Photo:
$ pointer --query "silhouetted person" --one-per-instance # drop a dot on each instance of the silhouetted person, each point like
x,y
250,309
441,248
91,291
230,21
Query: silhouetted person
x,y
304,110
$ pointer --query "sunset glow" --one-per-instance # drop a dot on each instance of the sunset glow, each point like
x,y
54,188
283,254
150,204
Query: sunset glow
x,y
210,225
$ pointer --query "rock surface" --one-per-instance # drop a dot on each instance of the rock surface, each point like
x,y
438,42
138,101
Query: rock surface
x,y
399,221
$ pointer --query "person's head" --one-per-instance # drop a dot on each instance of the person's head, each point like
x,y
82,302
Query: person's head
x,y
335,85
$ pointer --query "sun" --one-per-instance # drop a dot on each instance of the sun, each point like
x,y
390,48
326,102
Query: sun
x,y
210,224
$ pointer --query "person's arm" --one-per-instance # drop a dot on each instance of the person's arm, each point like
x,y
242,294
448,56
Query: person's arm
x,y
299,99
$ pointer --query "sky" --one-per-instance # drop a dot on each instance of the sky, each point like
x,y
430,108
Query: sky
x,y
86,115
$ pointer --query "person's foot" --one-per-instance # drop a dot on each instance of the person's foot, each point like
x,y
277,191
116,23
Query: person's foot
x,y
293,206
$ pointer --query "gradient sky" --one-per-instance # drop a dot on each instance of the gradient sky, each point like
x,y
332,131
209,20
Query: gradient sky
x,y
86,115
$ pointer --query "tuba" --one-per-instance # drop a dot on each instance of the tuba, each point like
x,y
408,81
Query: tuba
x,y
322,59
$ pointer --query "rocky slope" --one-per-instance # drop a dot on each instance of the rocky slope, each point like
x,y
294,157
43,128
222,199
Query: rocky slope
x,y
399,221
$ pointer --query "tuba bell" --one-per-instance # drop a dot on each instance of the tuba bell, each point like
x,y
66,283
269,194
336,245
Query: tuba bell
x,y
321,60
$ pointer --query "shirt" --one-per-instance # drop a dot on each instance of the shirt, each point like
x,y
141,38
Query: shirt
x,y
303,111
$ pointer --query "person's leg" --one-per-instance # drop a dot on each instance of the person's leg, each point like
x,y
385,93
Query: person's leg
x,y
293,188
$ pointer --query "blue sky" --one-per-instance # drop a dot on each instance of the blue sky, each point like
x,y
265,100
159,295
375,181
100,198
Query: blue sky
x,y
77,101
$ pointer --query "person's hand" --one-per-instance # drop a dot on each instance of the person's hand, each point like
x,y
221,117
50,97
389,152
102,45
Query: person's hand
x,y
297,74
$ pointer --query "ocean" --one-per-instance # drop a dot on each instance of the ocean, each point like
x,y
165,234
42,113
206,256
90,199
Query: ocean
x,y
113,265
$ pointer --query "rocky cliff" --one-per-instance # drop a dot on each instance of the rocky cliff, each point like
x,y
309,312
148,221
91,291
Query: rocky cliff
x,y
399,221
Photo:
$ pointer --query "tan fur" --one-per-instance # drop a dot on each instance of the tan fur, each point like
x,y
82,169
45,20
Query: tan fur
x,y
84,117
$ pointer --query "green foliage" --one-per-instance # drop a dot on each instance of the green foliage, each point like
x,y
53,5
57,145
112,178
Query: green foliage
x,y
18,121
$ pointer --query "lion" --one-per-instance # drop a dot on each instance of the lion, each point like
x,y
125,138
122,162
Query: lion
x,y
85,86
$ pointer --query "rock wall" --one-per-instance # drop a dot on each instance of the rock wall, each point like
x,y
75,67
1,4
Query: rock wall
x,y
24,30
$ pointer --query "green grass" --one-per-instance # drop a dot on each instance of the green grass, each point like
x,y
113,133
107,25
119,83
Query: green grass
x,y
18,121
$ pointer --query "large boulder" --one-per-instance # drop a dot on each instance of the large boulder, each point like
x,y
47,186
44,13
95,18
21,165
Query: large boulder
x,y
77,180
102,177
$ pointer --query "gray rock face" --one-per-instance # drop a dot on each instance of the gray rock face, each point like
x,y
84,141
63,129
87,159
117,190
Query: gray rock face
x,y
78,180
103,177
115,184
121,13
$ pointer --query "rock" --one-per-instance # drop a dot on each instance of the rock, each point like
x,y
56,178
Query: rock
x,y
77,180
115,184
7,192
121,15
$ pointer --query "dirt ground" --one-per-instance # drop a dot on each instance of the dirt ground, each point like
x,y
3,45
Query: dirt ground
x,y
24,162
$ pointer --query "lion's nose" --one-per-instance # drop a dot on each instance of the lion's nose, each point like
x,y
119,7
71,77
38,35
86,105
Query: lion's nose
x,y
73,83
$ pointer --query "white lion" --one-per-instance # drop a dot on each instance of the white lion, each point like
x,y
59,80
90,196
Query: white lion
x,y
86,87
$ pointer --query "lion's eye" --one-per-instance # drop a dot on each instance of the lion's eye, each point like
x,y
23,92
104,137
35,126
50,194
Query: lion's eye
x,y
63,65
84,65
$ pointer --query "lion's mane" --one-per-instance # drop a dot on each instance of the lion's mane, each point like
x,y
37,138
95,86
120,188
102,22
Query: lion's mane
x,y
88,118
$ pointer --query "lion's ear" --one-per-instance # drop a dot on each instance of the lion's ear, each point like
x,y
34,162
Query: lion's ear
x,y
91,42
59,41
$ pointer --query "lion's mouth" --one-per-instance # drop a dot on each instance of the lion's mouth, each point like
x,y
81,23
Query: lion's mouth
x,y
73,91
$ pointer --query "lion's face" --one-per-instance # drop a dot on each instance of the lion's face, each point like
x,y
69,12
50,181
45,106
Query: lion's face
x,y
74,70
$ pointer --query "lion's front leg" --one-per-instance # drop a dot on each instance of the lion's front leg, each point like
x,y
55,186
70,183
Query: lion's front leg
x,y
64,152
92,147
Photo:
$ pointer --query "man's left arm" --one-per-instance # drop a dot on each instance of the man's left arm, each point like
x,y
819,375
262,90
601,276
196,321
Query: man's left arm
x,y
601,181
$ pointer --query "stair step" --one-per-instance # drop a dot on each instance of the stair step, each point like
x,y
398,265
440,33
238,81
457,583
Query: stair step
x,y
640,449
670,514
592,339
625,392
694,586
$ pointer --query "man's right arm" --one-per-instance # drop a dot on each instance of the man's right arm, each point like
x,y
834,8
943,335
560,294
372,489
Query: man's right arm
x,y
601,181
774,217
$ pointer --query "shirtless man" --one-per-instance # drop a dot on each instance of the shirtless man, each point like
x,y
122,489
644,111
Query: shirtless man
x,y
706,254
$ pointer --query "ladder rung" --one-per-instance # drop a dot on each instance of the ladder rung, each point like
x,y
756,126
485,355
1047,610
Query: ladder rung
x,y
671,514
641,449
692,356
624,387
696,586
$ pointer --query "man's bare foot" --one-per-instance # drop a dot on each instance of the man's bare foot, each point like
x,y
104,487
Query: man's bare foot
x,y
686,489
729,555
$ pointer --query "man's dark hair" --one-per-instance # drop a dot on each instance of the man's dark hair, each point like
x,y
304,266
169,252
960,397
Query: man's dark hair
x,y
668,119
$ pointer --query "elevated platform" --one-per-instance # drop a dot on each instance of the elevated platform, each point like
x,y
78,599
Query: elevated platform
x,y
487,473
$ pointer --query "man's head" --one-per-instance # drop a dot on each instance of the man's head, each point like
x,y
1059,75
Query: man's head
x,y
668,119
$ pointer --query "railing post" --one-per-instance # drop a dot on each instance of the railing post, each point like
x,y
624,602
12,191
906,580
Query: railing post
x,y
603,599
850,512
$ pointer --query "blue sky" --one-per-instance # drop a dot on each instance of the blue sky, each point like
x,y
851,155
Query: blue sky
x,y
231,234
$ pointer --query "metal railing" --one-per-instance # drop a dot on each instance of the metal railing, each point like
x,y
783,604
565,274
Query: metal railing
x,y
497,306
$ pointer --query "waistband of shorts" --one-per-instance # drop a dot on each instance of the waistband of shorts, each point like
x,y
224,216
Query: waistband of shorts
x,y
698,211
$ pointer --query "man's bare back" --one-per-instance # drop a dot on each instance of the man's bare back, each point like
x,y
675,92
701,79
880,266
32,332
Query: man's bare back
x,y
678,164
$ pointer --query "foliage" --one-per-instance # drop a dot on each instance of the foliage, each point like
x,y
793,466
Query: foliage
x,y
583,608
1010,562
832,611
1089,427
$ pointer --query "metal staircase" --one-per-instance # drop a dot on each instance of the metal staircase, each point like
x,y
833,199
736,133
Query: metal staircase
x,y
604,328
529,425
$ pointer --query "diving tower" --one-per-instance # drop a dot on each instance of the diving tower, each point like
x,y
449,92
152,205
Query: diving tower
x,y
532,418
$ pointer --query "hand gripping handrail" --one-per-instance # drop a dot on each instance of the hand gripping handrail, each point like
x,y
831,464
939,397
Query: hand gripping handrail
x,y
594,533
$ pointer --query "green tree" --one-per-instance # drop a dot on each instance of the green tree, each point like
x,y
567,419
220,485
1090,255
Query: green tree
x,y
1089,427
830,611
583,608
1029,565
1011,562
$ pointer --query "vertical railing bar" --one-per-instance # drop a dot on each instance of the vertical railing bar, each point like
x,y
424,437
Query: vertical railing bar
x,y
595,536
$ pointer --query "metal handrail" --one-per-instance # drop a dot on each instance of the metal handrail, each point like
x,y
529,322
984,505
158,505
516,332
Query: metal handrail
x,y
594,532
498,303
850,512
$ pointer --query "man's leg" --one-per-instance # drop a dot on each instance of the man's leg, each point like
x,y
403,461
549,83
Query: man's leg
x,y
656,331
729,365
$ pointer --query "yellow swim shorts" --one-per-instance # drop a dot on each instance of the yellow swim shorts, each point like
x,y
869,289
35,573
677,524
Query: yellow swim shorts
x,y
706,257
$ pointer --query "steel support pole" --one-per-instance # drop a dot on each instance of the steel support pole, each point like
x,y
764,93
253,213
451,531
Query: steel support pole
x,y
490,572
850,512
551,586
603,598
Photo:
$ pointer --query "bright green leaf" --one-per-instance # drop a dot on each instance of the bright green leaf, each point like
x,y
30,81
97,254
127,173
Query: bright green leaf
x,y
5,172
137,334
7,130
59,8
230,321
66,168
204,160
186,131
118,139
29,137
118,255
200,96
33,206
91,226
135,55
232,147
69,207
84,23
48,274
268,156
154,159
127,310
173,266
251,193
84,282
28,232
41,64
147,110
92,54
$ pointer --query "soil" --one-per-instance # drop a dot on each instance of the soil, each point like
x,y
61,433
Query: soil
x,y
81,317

________________________

## Exercise aim
Rewrite the records from the line with "pole, each point like" through the end of the records, replacing "soil" with "earth" and leaving everything else unchanged.

## Response for this exercise
$ pointer --query "steel support pole" --one-per-instance # drop a dot on each instance of the steel support pole, each point like
x,y
764,93
253,213
451,531
Query: steel support pole
x,y
490,572
850,512
551,586
603,598
Photo:
$ pointer --query "bright green leaf" --one-per-instance # drop a dot on each instance of the bright green leaf, each point like
x,y
30,81
97,254
127,173
Query: bright green leaf
x,y
5,172
137,334
7,130
59,8
230,321
66,168
204,160
186,131
118,139
29,137
118,255
200,96
33,206
91,226
135,55
232,147
69,207
84,23
48,274
268,156
154,159
127,310
173,266
251,193
84,282
28,232
41,64
147,110
92,54
$ pointer --query "earth" --one-per-instance # drop a dot on each instance of the earth, each point like
x,y
61,433
Query: earth
x,y
81,317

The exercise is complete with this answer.